WORK ORDER
Retyping each entry exactly is the whole task.

[[ EXCERPTED DATA, beginning ]]

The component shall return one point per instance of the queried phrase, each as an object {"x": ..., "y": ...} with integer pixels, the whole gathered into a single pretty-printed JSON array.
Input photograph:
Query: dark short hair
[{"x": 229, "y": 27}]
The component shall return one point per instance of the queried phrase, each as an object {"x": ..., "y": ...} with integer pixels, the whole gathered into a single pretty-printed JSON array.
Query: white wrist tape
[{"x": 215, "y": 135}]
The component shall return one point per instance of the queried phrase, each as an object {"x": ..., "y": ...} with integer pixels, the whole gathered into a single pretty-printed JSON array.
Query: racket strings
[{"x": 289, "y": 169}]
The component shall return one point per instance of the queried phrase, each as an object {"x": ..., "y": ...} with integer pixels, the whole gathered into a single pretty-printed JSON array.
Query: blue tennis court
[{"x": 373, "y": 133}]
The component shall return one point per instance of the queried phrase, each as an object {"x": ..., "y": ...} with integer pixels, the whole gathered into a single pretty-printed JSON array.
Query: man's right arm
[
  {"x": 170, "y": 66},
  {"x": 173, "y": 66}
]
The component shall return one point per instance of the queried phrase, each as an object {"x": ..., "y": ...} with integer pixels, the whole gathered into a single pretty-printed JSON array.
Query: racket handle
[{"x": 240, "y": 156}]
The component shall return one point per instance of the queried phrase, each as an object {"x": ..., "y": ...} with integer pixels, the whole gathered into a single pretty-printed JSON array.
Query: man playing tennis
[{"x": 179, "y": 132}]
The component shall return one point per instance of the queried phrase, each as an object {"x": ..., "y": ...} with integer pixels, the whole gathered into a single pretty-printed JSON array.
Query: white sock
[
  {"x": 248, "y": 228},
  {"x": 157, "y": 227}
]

[[ EXCERPTED DATA, end ]]

WRITTEN ANSWER
The component shall return one point per instance of the queried phrase, each as an object {"x": ..., "y": ...} with integer pixels, the whole gathered into a single pretty-printed JSON array.
Input photograph:
Query: dark short hair
[{"x": 229, "y": 27}]
The component shall return one point per instance of the queried phrase, each as an object {"x": ..., "y": ...} with integer pixels, the whole gathered into a single pretty-printed JSON array.
Query: white wrist tape
[{"x": 215, "y": 135}]
The component shall return one point per instance of the queried phrase, each as an object {"x": ..., "y": ...} with integer pixels, the whole gathered into a single pretty-printed JSON array.
Query: racket strings
[{"x": 289, "y": 169}]
The component shall return one point per instance of the queried phrase, each as an object {"x": ..., "y": ...} with integer pixels, the whole gathered into a single pretty-printed JSON array.
Query: blue tennis court
[{"x": 373, "y": 133}]
The component shall return one point per instance of the queried phrase, each as an object {"x": ..., "y": ...} with integer pixels, the whole gathered into a single pretty-printed JSON array.
Query: man's right arm
[
  {"x": 170, "y": 66},
  {"x": 173, "y": 66}
]
The component shall return one point per instance of the queried phrase, each as an object {"x": ..., "y": ...} with integer pixels, the whole gathered into a single pretty-printed JSON array.
Query: racket handle
[{"x": 240, "y": 156}]
The component shall return one point per instance of the queried phrase, each as an object {"x": ..., "y": ...} with integer pixels, the whole gathered into a single pretty-printed JSON array.
Query: man playing tennis
[{"x": 179, "y": 132}]
The component shall return one point per instance of the queried phrase, each as an object {"x": ..., "y": ...} with integer pixels, the whole gathered into a single pretty-printed JSON array.
Query: white sock
[
  {"x": 248, "y": 228},
  {"x": 157, "y": 227}
]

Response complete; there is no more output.